╭─ PROVIDED PASSAGE

Though Ben himself is initially seen as a suspect by the town because he’s viewed as an outsider, he begins to understand the reality of what’s going on after friendly English teacher Matthew Burke (Bill Camp) survives an attack. Together with Matthew, the lovely and ambitious Susan Norton (Makenzie Leigh), local physician Dr. Cody (Alfre Woodard), alcoholic priest Father Callahan (John Benjamin Hickey) and brave young monster expert Mark Petrie (Jordan Preston Carter), Ben tries to save Salem’s Lot by destroying the evil at its source.
Salem’s Lot is missing the scope of Stephen King’s book, but it has a lot of good ideas.
After initially being set for theatrical release in 2022 and then sitting on a shelf for an extended period, the streaming arrival of Salem’s Lot may come with concern that the delay was reflective of quality shortcomings, but that’s far from the case. It’s a horror movie that makes time to develop the personalities of the characters and their bonds amid a time of extreme crisis (a specialty of Stephen King’s writing), and while it feels rushed in sections and lacks the scope of the source material, it balances the scales with smart story and style ideas.
Rather than complicating everything with the existence of cell phones, the film smartly maintains the novel’s mid-1970s time period, and where is deference demonstrated to Tobe Hooper’s beloved Salem’s Lot adaptation in certain choices (the most prominent being the monstrous appearance of Kurt Barlow), it’s still effectively scary while playing with the familiar and exercises its own creativity. Everyone aware of the book/miniseries knows to brace themselves for Danny Glick floating outside Mark Petrie’s window, but Dauberman still successfully makes you jump with the moment. The director and cinematographer Michael Burgess make exceptional use of silhouette in the haunting scene where Ralph is abducted (leading to a freaky first person perspective sequence in the moments leading up to his death), and while I won’t say too much as to avoid spoilers, the movie deviates from the novel making inventive use of a drive-in theater as key setting.
The film brings together a great cast to play the personality-filled ensemble of heroes.
Some cuts are more surprising and disappointing than others – like Ben Mears’ traumatic personal history at the Marsten House where Straker and Barlow live and the episodic instances of locals being attacked – but the movie does still effectively breathe life into the characters with dedicated time and wonderful performances. Lewis Pullman has a unassuming charm that is well-suited for the main protagonist in search of his next chapter, and the actor has terrific chemistry with co-star Makenzie Leigh, whose sweet bright-eyed Susan is filled with ambition and thrilled at the prospect of leaving The Lot.
Salem’s Lot does right by Mark Petrie, with Jordan Preston Carter infusing him with a powerful defiance who takes no guff from bullies; Bill Camp has the perfect level of gravitas for Matthew Burke to sell the others on the very real presence of the supernatural in the Maine town; and both Alfre Woodard and William Sadler are scene-stealers – the former playing a woman of science who finds herself enraged in the face of real monsters, and the latter playing a man of the law who is very upfront about not giving a shit.
In the long, long legacy of Stephen King movies (there are over 50 to date), Gary Dauberman’s Salem’s Lot is a title that ranks toward the middle of the pack – not bad, but also not exceptional. It’s a shame that it’s not getting a theatrical release, but it will certainly make for entertaining streaming viewing during Spooky Season 2024 and it beats the film getting deleted so that the studio could get a tax break.

╰─
╭─ DATASET EXTRACT

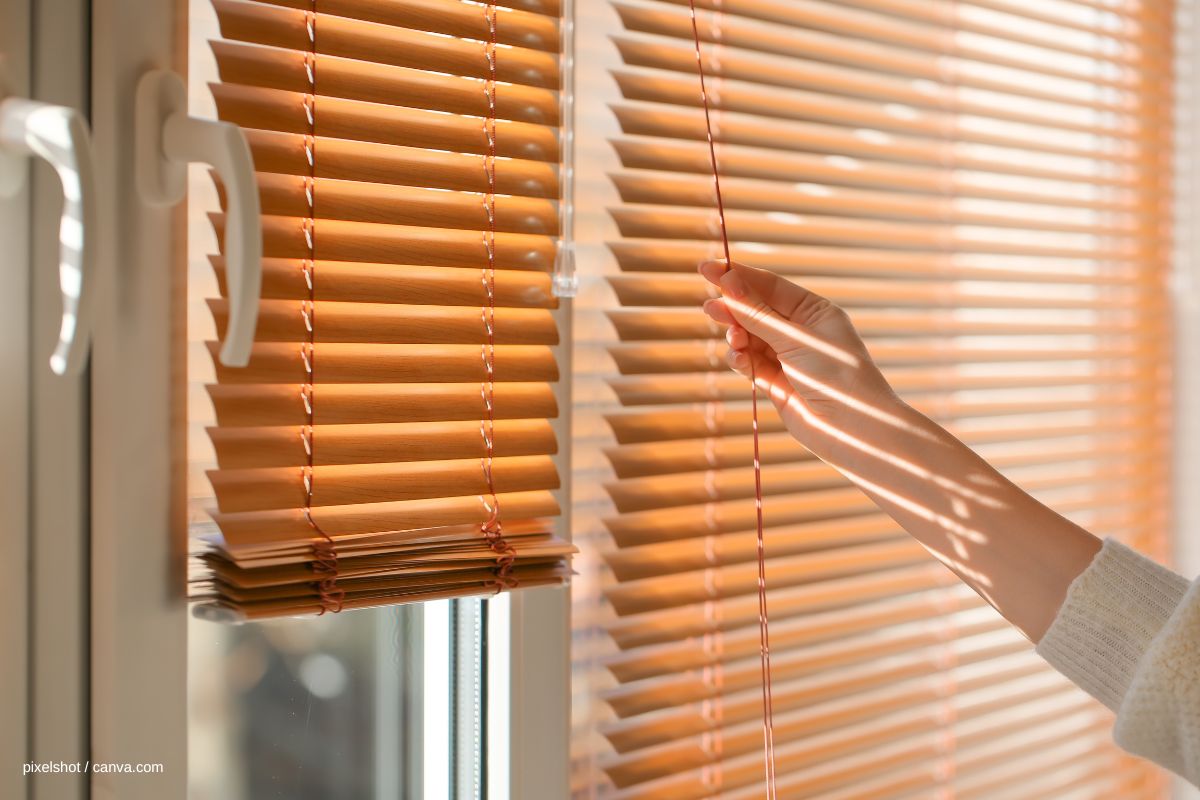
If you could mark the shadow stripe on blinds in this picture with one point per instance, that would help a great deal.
(372, 136)
(982, 185)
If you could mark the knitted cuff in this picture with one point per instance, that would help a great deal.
(1113, 611)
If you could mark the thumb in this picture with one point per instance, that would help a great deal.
(781, 313)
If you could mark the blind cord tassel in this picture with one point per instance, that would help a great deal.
(768, 733)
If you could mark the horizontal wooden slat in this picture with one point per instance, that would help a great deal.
(364, 161)
(282, 320)
(281, 404)
(666, 256)
(659, 222)
(269, 488)
(689, 155)
(636, 427)
(924, 25)
(684, 288)
(907, 133)
(378, 364)
(844, 727)
(732, 613)
(701, 485)
(289, 525)
(700, 356)
(703, 584)
(664, 325)
(900, 97)
(663, 188)
(287, 196)
(681, 660)
(382, 443)
(460, 20)
(334, 118)
(637, 561)
(786, 136)
(648, 696)
(1123, 22)
(363, 241)
(677, 734)
(379, 83)
(688, 522)
(264, 24)
(847, 777)
(397, 283)
(1044, 431)
(853, 50)
(691, 388)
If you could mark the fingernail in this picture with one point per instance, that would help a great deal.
(733, 286)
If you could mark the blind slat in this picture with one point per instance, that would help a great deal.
(287, 28)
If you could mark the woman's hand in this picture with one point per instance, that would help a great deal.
(803, 352)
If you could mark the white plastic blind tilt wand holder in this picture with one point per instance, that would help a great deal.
(167, 139)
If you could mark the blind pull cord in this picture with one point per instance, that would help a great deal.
(768, 732)
(492, 528)
(324, 549)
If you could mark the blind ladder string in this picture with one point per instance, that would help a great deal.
(492, 528)
(324, 549)
(763, 620)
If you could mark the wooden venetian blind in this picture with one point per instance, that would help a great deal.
(391, 437)
(984, 186)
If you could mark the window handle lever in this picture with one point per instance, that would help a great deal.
(167, 139)
(59, 136)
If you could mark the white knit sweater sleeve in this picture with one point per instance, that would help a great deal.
(1128, 633)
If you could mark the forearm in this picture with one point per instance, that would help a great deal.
(1019, 554)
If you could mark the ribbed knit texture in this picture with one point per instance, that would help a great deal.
(1128, 633)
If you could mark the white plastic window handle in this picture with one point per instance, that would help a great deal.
(59, 136)
(167, 139)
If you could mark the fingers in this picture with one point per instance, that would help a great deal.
(789, 300)
(783, 314)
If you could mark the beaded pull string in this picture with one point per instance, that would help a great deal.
(768, 725)
(324, 551)
(492, 528)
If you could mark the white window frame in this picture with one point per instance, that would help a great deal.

╰─

**HOW TO COMPLETE THIS TASK:** Could you set down the part of the Salem's Lot review starting with "Though Ben himself" and going on through "at its source.", word for word? The items are separate from the Salem's Lot review.

**THE COMPLETED TASK:**
Though Ben himself is initially seen as a suspect by the town because he’s viewed as an outsider, he begins to understand the reality of what’s going on after friendly English teacher Matthew Burke (Bill Camp) survives an attack. Together with Matthew, the lovely and ambitious Susan Norton (Makenzie Leigh), local physician Dr. Cody (Alfre Woodard), alcoholic priest Father Callahan (John Benjamin Hickey) and brave young monster expert Mark Petrie (Jordan Preston Carter), Ben tries to save Salem’s Lot by destroying the evil at its source.